NOT just for the self-selected few. those who lead politics, business and the acts of pillage and rape in modern society.

not just for them.

a better life for everyone, i say. everyone.

because i don’t care about mine. i care that mine should make yours fine.

now do you see? this is what makes me feel useful. nothing else. nothing else at all. and certainly not finding personal happiness. that would only blunt the tool.

🙂

why NOT to thrive too?

yesterday evening was ace. where i’m staying someone new came for a week. i was told he was #finnish, and was asked by the host if i could hang around to receive.

it was downtime for me yesterday: i was needing some respite from all the thoughts i’d been having.

the new guy is young, brainy, sharp, kindly — and not #finnish at all, but #spanish. i spent the whole long evening speaking in #castellano with him, and it was fab: i realise how much i know about #spanish culture, and the bad memories just refused to surface on being with a good person from the country which i see now i’d also created so many good memories out from whilst there.

⁂

(The tasks)
1. In the reflective post above, condense the paragraph that begins "the new guy is young" into two or three shorter sentences that keep its main facts.
2. Carry the reflective post above forward from its final sentence, keeping its lowercase, informal voice.

⁂

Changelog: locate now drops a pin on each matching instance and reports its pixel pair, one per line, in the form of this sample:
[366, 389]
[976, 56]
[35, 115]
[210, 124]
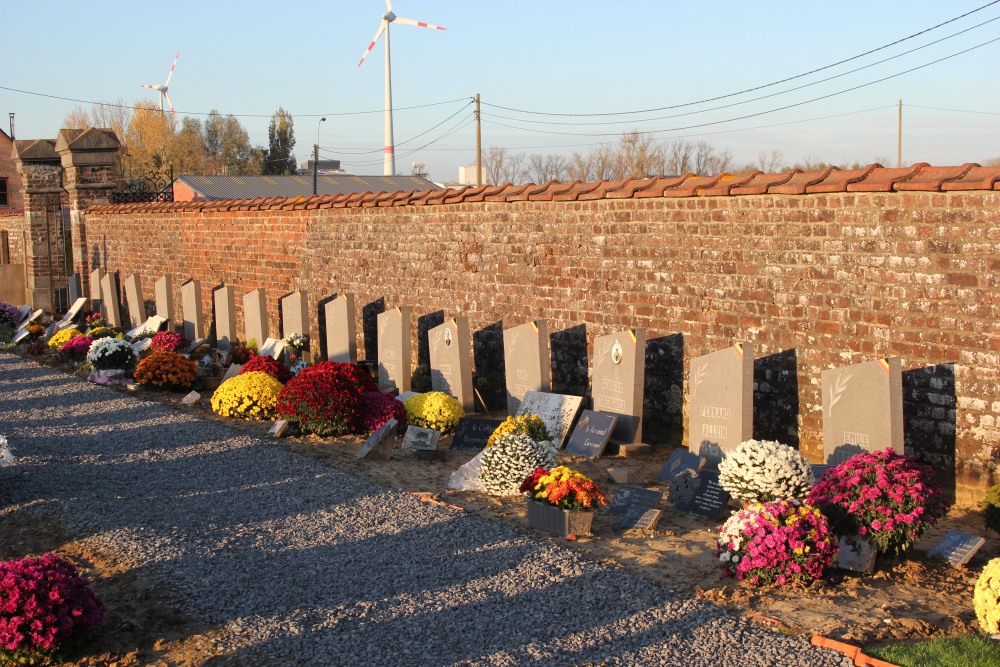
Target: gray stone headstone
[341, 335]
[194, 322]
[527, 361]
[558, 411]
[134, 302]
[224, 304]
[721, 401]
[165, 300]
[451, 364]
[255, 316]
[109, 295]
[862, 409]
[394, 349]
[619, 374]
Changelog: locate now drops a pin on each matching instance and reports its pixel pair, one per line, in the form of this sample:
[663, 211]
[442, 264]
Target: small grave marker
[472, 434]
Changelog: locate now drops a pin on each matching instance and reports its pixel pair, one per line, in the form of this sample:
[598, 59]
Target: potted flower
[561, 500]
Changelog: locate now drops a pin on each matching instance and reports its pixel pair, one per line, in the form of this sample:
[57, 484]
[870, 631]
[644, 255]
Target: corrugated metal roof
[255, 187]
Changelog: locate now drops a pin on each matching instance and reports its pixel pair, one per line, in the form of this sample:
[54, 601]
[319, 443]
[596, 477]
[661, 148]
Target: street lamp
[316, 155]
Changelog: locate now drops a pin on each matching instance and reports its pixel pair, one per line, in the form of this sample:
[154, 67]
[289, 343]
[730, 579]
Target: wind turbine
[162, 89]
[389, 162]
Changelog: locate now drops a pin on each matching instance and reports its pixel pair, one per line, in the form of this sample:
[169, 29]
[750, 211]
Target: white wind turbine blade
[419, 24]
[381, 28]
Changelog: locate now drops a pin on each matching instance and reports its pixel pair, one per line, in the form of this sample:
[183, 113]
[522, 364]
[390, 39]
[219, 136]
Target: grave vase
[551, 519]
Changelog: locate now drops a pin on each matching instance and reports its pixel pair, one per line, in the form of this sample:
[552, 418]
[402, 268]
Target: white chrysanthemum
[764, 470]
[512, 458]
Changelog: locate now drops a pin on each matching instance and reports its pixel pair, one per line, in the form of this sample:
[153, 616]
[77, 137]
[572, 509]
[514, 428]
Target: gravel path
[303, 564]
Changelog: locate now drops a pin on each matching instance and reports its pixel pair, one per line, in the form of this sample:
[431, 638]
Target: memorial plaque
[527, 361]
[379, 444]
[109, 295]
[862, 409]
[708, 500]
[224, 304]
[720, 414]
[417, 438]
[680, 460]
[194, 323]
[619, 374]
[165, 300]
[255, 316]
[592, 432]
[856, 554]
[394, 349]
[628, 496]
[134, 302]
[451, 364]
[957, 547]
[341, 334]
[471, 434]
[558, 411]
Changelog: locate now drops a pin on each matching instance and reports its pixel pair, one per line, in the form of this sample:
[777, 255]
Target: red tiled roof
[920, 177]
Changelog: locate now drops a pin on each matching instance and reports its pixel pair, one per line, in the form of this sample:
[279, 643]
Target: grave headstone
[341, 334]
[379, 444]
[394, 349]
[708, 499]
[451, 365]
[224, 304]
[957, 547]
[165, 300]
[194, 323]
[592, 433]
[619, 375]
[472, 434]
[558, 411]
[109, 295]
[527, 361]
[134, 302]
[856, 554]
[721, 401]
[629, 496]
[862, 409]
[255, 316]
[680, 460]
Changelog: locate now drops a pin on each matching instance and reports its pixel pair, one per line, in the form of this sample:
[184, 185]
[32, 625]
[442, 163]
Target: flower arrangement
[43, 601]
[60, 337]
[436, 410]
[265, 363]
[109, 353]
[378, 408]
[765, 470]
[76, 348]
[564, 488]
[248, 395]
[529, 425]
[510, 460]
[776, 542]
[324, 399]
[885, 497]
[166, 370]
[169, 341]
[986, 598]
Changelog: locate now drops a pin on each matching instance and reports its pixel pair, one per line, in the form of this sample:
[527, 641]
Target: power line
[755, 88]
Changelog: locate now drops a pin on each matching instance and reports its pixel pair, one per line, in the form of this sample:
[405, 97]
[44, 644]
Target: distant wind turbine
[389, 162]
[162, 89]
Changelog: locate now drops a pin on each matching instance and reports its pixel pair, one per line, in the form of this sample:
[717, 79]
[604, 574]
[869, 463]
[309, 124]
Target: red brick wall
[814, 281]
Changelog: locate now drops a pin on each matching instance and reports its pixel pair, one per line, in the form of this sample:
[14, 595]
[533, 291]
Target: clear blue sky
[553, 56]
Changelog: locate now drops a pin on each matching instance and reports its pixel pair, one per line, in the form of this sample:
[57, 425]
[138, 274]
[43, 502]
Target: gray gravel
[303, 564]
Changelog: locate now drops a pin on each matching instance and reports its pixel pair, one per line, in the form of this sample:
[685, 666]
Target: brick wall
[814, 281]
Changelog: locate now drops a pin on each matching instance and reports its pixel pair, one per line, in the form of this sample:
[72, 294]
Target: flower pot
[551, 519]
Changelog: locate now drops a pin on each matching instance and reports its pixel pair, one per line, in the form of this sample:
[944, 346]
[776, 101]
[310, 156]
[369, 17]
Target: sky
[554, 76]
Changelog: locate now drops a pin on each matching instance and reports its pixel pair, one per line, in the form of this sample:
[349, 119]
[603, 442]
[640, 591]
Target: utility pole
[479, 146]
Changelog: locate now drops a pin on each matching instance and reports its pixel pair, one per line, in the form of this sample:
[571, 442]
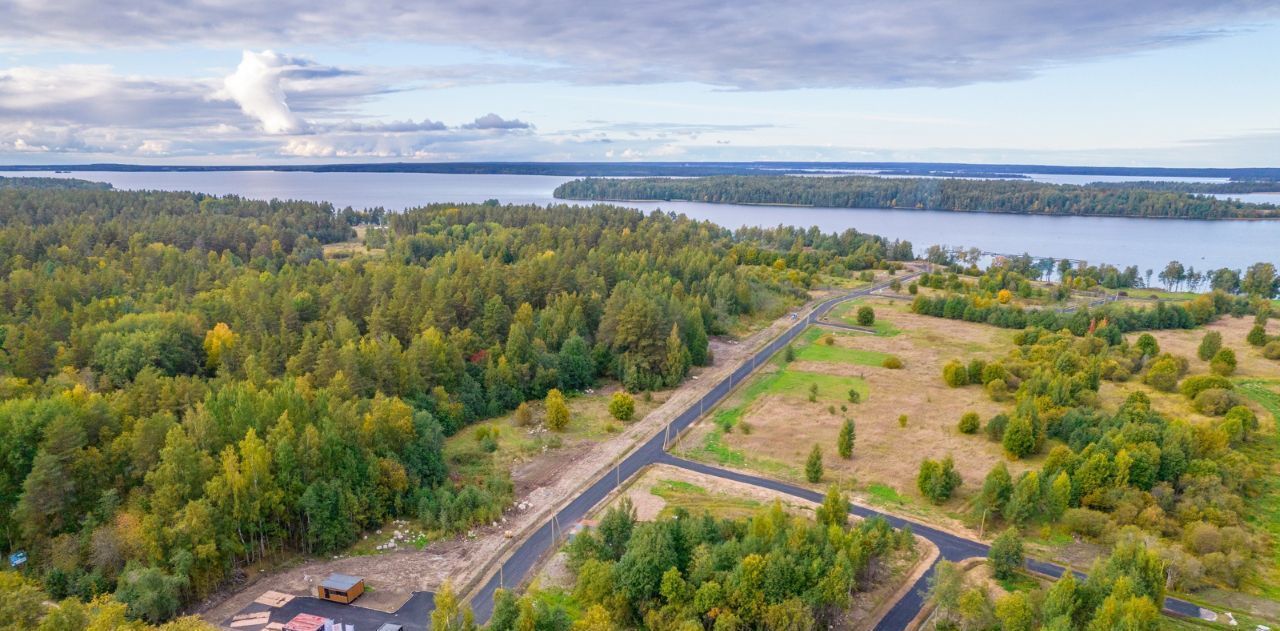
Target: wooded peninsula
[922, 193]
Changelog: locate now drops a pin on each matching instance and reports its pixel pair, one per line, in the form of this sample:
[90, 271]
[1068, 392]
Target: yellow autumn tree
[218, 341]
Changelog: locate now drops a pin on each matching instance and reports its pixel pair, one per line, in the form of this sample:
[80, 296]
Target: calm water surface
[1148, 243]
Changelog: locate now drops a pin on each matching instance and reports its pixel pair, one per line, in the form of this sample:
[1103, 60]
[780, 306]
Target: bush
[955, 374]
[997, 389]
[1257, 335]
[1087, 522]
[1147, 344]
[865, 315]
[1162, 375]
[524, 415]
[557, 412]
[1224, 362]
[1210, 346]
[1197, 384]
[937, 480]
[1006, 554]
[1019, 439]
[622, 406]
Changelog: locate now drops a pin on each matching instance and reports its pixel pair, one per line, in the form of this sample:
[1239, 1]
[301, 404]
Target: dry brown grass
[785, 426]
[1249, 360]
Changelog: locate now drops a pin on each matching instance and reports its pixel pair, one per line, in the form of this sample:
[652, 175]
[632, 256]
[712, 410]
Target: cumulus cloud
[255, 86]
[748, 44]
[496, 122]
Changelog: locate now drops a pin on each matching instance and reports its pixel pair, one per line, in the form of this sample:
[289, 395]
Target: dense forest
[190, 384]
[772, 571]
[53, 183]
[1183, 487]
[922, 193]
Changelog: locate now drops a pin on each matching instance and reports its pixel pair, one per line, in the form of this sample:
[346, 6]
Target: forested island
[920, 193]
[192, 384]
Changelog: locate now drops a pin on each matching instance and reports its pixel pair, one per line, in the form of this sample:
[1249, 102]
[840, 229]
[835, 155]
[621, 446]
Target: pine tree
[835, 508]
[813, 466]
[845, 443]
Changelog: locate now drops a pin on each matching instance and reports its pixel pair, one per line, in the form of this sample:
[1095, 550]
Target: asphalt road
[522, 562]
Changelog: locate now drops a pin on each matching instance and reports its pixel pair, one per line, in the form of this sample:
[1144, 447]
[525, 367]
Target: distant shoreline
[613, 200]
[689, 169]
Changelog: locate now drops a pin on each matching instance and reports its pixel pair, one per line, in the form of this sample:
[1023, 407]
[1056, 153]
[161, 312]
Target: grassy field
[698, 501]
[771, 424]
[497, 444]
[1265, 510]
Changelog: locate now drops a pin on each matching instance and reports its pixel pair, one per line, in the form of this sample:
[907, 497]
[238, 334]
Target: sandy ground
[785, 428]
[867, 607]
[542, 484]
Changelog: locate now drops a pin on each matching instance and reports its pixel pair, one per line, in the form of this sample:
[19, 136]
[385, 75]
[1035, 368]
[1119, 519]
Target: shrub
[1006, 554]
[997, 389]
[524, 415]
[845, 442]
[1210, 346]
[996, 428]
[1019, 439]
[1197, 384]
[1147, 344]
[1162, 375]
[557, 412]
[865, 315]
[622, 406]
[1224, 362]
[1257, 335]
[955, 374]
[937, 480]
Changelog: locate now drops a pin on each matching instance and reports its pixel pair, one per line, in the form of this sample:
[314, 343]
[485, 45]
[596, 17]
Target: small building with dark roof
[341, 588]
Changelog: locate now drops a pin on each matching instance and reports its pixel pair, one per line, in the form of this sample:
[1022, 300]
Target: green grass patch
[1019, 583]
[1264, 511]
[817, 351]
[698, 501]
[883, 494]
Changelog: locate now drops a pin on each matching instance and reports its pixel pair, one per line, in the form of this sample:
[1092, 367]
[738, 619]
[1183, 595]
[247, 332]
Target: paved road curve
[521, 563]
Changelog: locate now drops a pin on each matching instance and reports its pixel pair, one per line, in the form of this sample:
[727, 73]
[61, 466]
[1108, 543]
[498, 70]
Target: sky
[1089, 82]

⁂

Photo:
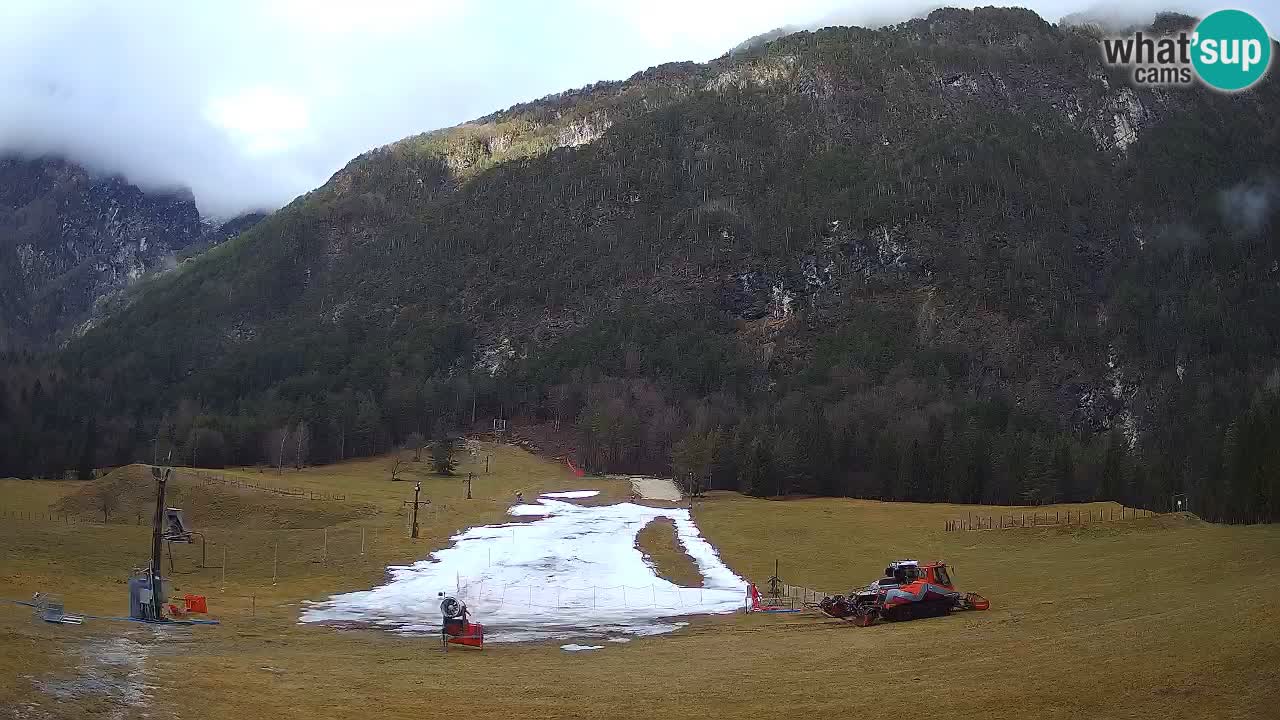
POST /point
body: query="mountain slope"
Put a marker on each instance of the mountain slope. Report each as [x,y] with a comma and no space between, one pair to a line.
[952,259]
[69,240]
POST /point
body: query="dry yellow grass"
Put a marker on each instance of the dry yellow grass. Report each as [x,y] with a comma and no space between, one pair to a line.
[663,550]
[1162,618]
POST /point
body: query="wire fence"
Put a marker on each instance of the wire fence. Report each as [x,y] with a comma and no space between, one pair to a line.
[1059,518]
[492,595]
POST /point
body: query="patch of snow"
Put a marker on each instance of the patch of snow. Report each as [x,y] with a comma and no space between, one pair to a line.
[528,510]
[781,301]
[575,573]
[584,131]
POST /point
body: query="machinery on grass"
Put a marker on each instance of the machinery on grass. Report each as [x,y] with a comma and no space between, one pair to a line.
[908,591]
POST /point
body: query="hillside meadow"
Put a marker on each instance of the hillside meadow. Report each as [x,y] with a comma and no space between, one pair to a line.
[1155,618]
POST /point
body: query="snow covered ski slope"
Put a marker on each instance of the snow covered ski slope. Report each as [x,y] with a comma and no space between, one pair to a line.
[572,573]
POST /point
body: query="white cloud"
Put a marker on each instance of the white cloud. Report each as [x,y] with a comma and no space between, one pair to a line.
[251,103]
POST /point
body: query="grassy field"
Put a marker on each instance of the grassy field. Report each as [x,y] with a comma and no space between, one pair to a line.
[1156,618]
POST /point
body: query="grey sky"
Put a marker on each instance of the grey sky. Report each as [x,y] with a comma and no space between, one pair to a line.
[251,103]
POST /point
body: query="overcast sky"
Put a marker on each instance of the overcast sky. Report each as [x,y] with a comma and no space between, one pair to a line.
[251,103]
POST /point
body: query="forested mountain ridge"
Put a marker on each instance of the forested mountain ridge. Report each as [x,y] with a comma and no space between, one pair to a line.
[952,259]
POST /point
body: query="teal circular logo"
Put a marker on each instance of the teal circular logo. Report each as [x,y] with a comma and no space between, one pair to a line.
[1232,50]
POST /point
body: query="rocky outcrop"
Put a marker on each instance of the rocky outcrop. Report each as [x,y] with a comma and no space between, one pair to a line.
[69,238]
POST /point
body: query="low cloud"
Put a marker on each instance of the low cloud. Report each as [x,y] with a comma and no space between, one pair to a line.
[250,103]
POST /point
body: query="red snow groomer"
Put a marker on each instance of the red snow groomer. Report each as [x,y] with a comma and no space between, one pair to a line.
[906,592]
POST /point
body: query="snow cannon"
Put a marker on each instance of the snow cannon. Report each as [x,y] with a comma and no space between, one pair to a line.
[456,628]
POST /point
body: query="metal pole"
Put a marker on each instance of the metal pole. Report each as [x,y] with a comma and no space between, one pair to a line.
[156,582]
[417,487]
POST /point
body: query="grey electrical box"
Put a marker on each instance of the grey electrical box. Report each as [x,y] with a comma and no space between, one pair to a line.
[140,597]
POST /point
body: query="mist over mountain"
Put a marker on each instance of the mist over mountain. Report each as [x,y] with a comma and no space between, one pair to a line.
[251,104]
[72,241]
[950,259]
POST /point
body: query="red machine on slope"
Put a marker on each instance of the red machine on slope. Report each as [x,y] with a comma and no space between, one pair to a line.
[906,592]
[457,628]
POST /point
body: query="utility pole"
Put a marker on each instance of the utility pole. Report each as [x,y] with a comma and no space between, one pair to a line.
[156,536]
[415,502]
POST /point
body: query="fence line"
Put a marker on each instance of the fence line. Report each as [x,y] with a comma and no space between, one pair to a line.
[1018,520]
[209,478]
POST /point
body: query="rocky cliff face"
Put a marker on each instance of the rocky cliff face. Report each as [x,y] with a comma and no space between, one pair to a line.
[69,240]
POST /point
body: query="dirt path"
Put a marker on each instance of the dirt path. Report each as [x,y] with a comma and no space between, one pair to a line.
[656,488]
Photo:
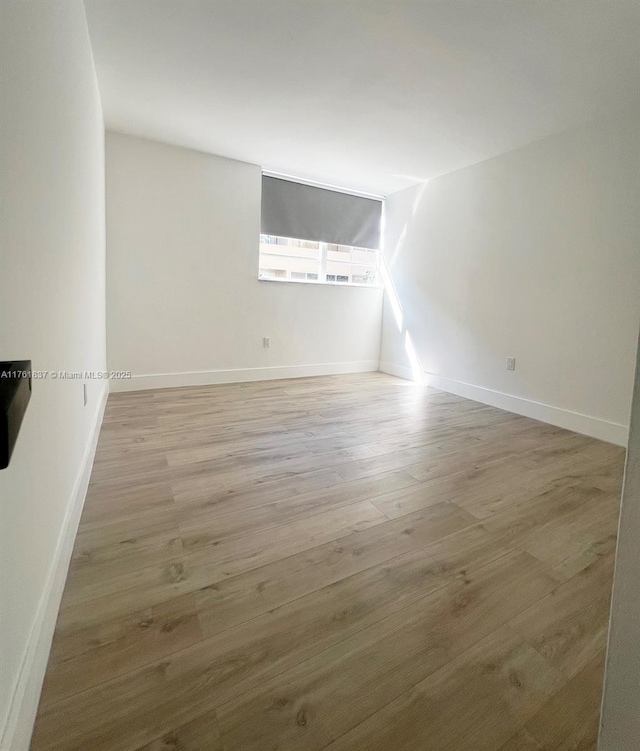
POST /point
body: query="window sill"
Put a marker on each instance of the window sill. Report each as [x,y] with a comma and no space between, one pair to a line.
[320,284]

⁂

(Expected outputs)
1. The newcomer is young, brainy, sharp and kind, and turned out to be Spanish rather than Finnish. The writer spent the whole evening speaking Castilian with him and loved it, realizing how much the writer knows about Spanish culture. Bad memories never surfaced, and the writer now sees that many good memories were also made while in Spain.

2.
i also saw my #teaching and #enabling #skillsets kicking in. it was really interesting, communicating with him about our differing and similar perceptions of the worlds that overlapped around us — and then again, the worlds we each enjoyed which didn’t overlap. (as a by-the-by, and after the vibes of last night, i’d now like to explore mentoring quite seriously, if anyone who might facilitate this is reading these lines. i listen well face-to-face in a way maybe my writing gives lie to. and i make and communicate #polymath-style connections quite robustly and vigorously. both could serve newly arrived others to #sweden really well.)

he had actually been to #finland quite recently. and i have been in both #sweden and the #uk on and off since last december; that is, just before christmas.

‘much to praise in #scandinavia. very much both of us liked already.

we covered a lot of ground: he’s here on a post-#spanish master internship at #karolinska. and i told him of the 10,000 startups in #stockholm. and i explained how ignorant of another world i’d been all these years. and i said how moving from one country to another might not only be a question of building on existing abilities but also recognising the job and work roles would have not only differing descriptors but maybe even different goals and desired outcomes: even different philosophies.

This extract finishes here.